STORED RECORDS.
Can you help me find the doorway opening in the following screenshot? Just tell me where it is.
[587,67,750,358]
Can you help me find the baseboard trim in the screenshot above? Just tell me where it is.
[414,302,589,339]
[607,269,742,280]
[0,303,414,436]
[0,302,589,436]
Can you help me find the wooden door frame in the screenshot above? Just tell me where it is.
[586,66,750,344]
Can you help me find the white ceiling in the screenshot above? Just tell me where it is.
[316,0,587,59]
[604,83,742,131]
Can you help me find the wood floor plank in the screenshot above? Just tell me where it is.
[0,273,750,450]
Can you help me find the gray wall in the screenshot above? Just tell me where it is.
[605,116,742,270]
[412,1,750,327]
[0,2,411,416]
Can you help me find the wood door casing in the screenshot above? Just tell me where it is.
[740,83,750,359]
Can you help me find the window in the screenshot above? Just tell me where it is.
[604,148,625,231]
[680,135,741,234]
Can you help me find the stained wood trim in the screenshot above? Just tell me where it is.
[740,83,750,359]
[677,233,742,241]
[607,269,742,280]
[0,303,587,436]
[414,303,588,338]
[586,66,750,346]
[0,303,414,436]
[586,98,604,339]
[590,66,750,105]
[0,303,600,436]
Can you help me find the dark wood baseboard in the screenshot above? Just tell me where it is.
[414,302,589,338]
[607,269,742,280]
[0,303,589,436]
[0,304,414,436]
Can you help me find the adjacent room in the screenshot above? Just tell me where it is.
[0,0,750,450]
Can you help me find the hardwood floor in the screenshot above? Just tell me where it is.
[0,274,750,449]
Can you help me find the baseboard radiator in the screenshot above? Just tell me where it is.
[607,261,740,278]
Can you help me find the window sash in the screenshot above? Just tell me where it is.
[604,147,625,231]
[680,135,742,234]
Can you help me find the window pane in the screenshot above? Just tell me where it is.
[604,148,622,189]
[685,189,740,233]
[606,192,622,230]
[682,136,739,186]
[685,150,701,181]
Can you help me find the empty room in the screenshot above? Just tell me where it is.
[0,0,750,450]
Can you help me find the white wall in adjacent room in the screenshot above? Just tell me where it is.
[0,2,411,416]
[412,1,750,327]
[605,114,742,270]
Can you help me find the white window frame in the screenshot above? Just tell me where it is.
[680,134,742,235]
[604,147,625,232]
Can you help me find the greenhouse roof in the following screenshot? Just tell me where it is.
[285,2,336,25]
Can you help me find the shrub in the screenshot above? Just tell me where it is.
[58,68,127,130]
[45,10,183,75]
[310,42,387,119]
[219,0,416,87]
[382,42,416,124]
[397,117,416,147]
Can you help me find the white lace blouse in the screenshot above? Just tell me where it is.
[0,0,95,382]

WHAT YOU NEED TO DO.
Pick out each line in the records above that contains the string "trim" and copy it. The match is case-sensitive.

WORKED SOLUTION.
Can you help me find the baseboard trim in the screenshot above? Just tell me where it is.
Can you help me find the stained wood trim in the screenshot above? Just tell me where it is.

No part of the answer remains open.